[YOUR TASK]: The copy should hold exactly the lines below from the one that contains "negative clicks: (99, 142)" through the one that contains "box: [69, 6, 92, 18]" and nothing else, so no pictures.

[DATA FOR ANALYSIS]:
►

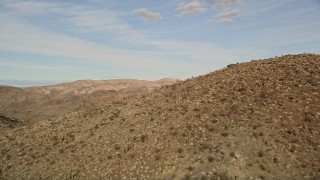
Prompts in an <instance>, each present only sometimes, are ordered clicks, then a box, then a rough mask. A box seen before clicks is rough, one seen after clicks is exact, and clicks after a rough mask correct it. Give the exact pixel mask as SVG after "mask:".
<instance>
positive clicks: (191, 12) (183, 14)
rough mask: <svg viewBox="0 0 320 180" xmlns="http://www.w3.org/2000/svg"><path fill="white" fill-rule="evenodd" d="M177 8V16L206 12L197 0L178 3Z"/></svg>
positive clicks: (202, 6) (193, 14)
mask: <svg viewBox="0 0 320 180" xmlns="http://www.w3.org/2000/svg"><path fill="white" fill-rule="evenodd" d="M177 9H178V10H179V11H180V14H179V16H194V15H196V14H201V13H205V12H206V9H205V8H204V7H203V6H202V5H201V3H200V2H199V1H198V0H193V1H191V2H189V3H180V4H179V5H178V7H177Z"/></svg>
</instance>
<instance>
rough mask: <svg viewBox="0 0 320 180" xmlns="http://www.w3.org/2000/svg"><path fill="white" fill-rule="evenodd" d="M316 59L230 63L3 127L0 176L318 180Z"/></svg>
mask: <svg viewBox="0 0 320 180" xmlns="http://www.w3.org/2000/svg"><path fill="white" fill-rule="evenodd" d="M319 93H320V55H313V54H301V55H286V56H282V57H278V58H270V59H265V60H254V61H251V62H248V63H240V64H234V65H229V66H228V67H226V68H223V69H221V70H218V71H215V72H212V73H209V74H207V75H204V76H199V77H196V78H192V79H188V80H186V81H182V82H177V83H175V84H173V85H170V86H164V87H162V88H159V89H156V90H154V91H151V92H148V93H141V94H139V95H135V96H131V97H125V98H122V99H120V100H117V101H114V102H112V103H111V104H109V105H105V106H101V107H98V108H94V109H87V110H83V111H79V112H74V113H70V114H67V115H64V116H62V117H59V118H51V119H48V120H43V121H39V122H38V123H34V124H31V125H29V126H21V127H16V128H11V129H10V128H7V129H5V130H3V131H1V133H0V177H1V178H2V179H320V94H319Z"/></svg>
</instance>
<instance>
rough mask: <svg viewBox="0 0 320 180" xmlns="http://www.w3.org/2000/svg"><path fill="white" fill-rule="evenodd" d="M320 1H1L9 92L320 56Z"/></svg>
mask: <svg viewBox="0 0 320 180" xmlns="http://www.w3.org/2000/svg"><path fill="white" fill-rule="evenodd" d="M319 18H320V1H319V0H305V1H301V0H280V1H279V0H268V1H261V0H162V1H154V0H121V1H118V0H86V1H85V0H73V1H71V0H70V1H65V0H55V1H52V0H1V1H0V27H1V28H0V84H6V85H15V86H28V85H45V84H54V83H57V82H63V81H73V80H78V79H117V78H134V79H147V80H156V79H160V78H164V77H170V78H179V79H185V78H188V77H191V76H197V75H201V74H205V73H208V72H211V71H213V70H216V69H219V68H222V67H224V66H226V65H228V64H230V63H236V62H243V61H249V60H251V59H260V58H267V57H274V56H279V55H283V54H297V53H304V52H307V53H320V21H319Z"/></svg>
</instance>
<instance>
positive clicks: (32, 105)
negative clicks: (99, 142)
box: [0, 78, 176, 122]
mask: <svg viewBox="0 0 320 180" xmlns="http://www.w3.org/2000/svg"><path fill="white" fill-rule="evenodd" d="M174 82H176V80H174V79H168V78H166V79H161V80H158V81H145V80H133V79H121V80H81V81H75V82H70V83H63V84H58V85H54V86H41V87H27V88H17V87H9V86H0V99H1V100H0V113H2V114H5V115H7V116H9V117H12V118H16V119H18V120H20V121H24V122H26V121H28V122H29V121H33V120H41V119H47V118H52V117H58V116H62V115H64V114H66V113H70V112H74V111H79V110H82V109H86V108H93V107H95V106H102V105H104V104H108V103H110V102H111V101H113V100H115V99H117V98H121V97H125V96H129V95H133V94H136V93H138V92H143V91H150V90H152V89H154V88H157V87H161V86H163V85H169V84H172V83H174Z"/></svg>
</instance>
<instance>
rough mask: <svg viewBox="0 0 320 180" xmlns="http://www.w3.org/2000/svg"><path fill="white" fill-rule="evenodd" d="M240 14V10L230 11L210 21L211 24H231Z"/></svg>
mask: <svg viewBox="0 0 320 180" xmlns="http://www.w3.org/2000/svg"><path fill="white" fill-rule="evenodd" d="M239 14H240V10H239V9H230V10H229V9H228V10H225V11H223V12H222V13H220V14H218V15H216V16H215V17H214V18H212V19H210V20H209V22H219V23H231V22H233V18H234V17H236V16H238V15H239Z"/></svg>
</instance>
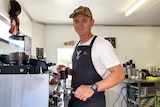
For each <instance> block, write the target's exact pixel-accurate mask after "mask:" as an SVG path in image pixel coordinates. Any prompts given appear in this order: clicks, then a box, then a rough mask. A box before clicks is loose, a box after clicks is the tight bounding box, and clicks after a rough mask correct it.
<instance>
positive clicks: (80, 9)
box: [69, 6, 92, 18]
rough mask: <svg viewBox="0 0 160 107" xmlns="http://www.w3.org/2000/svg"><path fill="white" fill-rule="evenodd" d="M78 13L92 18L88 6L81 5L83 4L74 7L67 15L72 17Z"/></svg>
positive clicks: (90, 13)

◄

[ANSWER FOR THE TASK]:
negative clicks: (99, 142)
box: [0, 78, 176, 122]
mask: <svg viewBox="0 0 320 180" xmlns="http://www.w3.org/2000/svg"><path fill="white" fill-rule="evenodd" d="M174 82H176V80H174V79H168V78H166V79H161V80H158V81H145V80H133V79H121V80H81V81H75V82H70V83H63V84H58V85H54V86H41V87H27V88H17V87H9V86H0V99H1V100H0V113H2V114H5V115H7V116H9V117H12V118H16V119H18V120H20V121H24V122H26V121H28V122H29V121H33V120H41V119H47V118H52V117H58V116H62V115H64V114H66V113H70V112H74V111H79V110H82V109H86V108H93V107H95V106H102V105H104V104H108V103H110V102H111V101H113V100H115V99H117V98H121V97H125V96H129V95H133V94H136V93H138V92H143V91H150V90H152V89H154V88H157V87H161V86H163V85H169V84H172V83H174Z"/></svg>
</instance>
<instance>
rough mask: <svg viewBox="0 0 320 180" xmlns="http://www.w3.org/2000/svg"><path fill="white" fill-rule="evenodd" d="M240 14V10L230 11L210 21L211 24H231Z"/></svg>
mask: <svg viewBox="0 0 320 180" xmlns="http://www.w3.org/2000/svg"><path fill="white" fill-rule="evenodd" d="M239 14H240V10H239V9H230V10H229V9H228V10H225V11H223V12H222V13H220V14H218V15H216V16H215V17H214V18H212V19H210V20H209V22H219V23H231V22H233V18H234V17H236V16H238V15H239Z"/></svg>
</instance>
For each <instance> block, write the target's exact pixel-accurate mask after "mask:" as an SVG path in image pixel coordinates. Any prompts given appear in this order: clicks, then a box, then a rough mask. A box before clicks is loose, a box after clicks is the tight bounding box, and clicks after a rough mask correct it.
<instance>
positive clicks: (80, 9)
box: [69, 6, 92, 18]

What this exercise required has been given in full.